• **PROBLEM DESCRIPTION**: All the entries that follow are to be returned exactly.

** RECORD SET follows **

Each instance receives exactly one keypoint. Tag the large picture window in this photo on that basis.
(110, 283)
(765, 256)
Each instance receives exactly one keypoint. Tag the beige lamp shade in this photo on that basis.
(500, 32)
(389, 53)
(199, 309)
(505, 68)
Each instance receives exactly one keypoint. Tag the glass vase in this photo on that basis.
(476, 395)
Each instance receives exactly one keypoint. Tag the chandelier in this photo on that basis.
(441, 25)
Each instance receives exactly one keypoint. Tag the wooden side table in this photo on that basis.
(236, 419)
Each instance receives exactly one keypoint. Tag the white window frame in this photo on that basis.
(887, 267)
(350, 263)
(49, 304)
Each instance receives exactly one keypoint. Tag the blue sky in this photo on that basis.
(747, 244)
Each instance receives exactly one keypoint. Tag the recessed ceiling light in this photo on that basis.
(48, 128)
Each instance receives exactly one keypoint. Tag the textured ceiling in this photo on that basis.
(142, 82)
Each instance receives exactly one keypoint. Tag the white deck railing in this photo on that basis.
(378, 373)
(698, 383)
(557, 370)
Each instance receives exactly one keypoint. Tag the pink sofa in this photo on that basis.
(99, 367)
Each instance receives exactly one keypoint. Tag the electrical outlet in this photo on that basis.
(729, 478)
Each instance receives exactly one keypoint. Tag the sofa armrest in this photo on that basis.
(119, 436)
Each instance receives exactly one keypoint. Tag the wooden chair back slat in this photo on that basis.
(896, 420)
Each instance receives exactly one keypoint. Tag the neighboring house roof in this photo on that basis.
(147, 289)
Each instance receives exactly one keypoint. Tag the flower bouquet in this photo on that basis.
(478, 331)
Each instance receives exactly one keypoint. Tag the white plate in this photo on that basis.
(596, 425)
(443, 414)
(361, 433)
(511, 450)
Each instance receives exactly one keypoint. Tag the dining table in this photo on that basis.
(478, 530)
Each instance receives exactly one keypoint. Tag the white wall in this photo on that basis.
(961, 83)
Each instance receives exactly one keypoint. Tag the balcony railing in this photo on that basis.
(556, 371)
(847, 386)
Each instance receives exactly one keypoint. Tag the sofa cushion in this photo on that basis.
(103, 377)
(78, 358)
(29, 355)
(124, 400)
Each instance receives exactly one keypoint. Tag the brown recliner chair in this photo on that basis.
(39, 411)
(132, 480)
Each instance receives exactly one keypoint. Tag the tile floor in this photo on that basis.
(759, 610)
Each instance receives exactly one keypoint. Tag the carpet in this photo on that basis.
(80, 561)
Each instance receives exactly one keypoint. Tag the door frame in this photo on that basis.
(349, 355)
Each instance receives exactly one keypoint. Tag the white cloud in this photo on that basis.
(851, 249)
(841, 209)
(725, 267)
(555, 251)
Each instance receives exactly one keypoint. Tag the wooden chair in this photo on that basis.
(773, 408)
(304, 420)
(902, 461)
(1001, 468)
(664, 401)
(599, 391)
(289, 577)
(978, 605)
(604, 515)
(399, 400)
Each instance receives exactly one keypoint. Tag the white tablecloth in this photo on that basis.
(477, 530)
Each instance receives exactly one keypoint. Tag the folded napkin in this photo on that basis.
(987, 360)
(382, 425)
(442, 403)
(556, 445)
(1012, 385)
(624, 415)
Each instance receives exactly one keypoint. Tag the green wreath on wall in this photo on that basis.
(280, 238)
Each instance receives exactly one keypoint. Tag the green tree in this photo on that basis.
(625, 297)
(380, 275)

** End of RECORD SET **

• **OUTPUT OF THE TASK**:
Each instance receives exactly one keypoint. Tag the large picture window in this photo on that basis.
(110, 283)
(765, 256)
Each instance receives exactly one keypoint. Tag the beige lamp shade in this photo on that basis.
(500, 32)
(389, 53)
(199, 309)
(505, 68)
Each instance receives exactly one keypoint. Tag the glass vase in this photo on that basis.
(476, 395)
Each instance receives exactly one keypoint. Tag the chandelier in this photo on that basis.
(441, 25)
Each instance receives exactly one keypoint. Tag the wooden side table in this photo on that basis.
(236, 419)
Each instance receives exactly one keypoint. Tag the white window frame in this photo on that basis.
(887, 267)
(350, 263)
(49, 304)
Each instance receives exactly one keypoint. Tag the blue sky in this photo on that basis.
(747, 244)
Each instance receives exactly one keypoint. Tag the recessed ceiling light in this photo on that basis.
(48, 128)
Each instance receives exactly one keypoint. Tag the textured ceiling in this photo on that basis.
(142, 82)
Each instance receives exactly one keypoint. Tag the white deck railing in this photo on that basis.
(378, 373)
(698, 383)
(557, 370)
Each instance receives exactly one keypoint. Tag the pink sofa in this photo on that basis.
(99, 367)
Each instance receives exactly one keypoint. Tag the electrical outlet in this photo on that basis.
(729, 478)
Each instance receives exactly one keypoint. Tag the sofa armrest in this photo on that basis.
(119, 436)
Each instance receives exactly one keypoint. Tag the wooden chair back slat in this photo on that basis.
(896, 420)
Each instance receives exactly one keypoint. Tag the neighboring house roof in this photo on that basis.
(147, 289)
Each instance receives exactly one keypoint. Tag the flower bouquet in this photo on that basis.
(478, 331)
Each instance receives exactly one keypoint. Tag the white plate in this photo on that basis.
(596, 425)
(443, 414)
(361, 433)
(511, 450)
Each instance receives exactly one keypoint. Tag the dining table in this photo on that basis.
(478, 530)
Each instance receives exactly one keypoint. Tag the white wall in this photo on that basis.
(961, 83)
Each instance receives exactly one keypoint. Tag the balcony railing in this photo on that basis.
(556, 371)
(847, 386)
Each instance receives exactly one keypoint. Tag the sofa cushion in this photo on that basis.
(103, 377)
(78, 358)
(29, 355)
(124, 400)
Each instance receives exactly one keypoint. Tag the brown recliner chair in this photo on that basis.
(39, 411)
(132, 480)
Each instance receives exactly one keypoint. Tag the tile floor in this photo on that basis.
(759, 610)
Each instance receives exactly one keypoint. Tag the carpet in this photo on that basis.
(80, 561)
Each instance receives exactly one keypoint. Tag the door frame in this photo on that basis.
(349, 355)
Each instance receives exactly one keypoint. Tag the white cloud in this photo on that basis.
(851, 249)
(841, 209)
(725, 267)
(555, 251)
Each instance receives exactly one keypoint. Tag the wooden chair in this photo on that basis.
(773, 408)
(304, 420)
(902, 461)
(1001, 468)
(664, 401)
(599, 391)
(289, 577)
(978, 605)
(604, 515)
(399, 400)
Each instance receives exactly one keypoint. Tag the white tablecloth in this photo on that basis.
(477, 530)
Each instance receives exactly one keypoint. Tag the folded napkin in this photo on that basis.
(987, 360)
(382, 425)
(442, 403)
(556, 445)
(1012, 385)
(624, 415)
Each instance receives exactly one keypoint. Tag the green wreath on wall in this photo on that basis.
(280, 238)
Each instance receives exactly one keypoint. Tag the green tree in this photo on that basis.
(625, 297)
(380, 275)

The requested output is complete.